• 記述問題 A:
下の読解文を読み、次の問いに答えなさい。
(i) 持ち込みできない食品が税関で見つかった場合の処罰は、いつから厳しくなったか。
(ii) 赤いパッケージのバターは、何タイプか。
(iii) 筆者はバターを一度にどのくらい持ち帰っているか。

• 読解文:
2019年4月22日から、日本に持ち込みできない食品のお土産が税関で見つかった場合には、処罰がぐんと厳しくなるというニュース。
空港の税関検査のところでも、動物検疫でも問題にされたことがなかったので、日本からのお客様にも「フランスのバターは持ち込み可能ですよ。」と堂々とご案内してきました。
しかし厳密には、バターやチーズなどの乳製品も検疫対象。
そこで、バターの海外からの持ち込みや、今回厳しくなった空港の税関検査の注意点をお知らせします。
フランスのバターは日本に持ち込みできるのか?
フランス土産で本当に喜ばれるものに毎回頭を悩ませているわたしですが、バターは家族にも友達にも本当に喜んでもらえるので、日本への一時帰国では毎回、フランスのバターを大量に日本に持ち込んできました。
日本にいる妹のお気に入りのバターはこのペイザンブルトンっていうスーパーで売っているバター。
わがやでもいつも使っていたから、フランス土産にしたものです。
(credit; paysanbreton.com)
赤いパッケージは有塩タイプで、味がはっきりわかりやすいこともあって、日本で有名なエシレのバターより、うちの妹のお気に入りのバターです。
フランスのスーパーならたいていどこででも売っているし、エシレのバターよりかなり安いので、一番大きい500gタイプを10個くらい一気に持ち帰っています。
税関検査のところでも、動物検疫でも問題にされたことがないし、乳製品は空港で問題ないと思い込んでいたので、日本からのお客様にも「フランスのバターは持ち込み可能ですよ。」と堂々とご案内していました。

• 記述問題 B: 下の記録から、「below」という文字列を含む行をすべて抜き出しなさい。大文字と小文字は区別すること。

• 記録抜粋:
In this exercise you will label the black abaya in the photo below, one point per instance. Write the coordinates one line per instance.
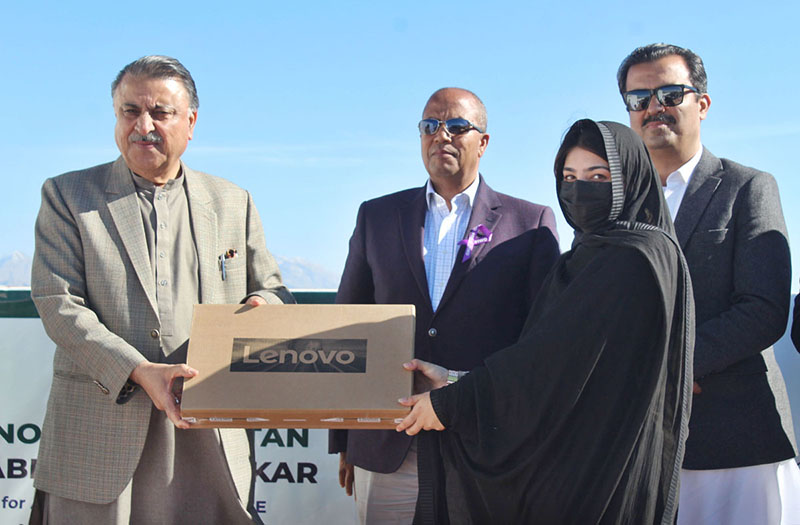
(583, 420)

==

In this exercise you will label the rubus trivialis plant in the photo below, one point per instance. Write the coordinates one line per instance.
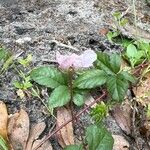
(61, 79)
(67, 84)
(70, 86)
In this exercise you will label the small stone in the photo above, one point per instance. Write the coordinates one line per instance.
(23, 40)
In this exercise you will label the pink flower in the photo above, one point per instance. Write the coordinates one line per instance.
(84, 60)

• 解答 A:
(i) 2019年4月22日から
(ii) 有塩タイプ
(iii) 一番大きい500gタイプを10個くらい

• 解答 B:
In this exercise you will label the black abaya in the photo below, one point per instance. Write the coordinates one line per instance.
In this exercise you will label the rubus trivialis plant in the photo below, one point per instance. Write the coordinates one line per instance.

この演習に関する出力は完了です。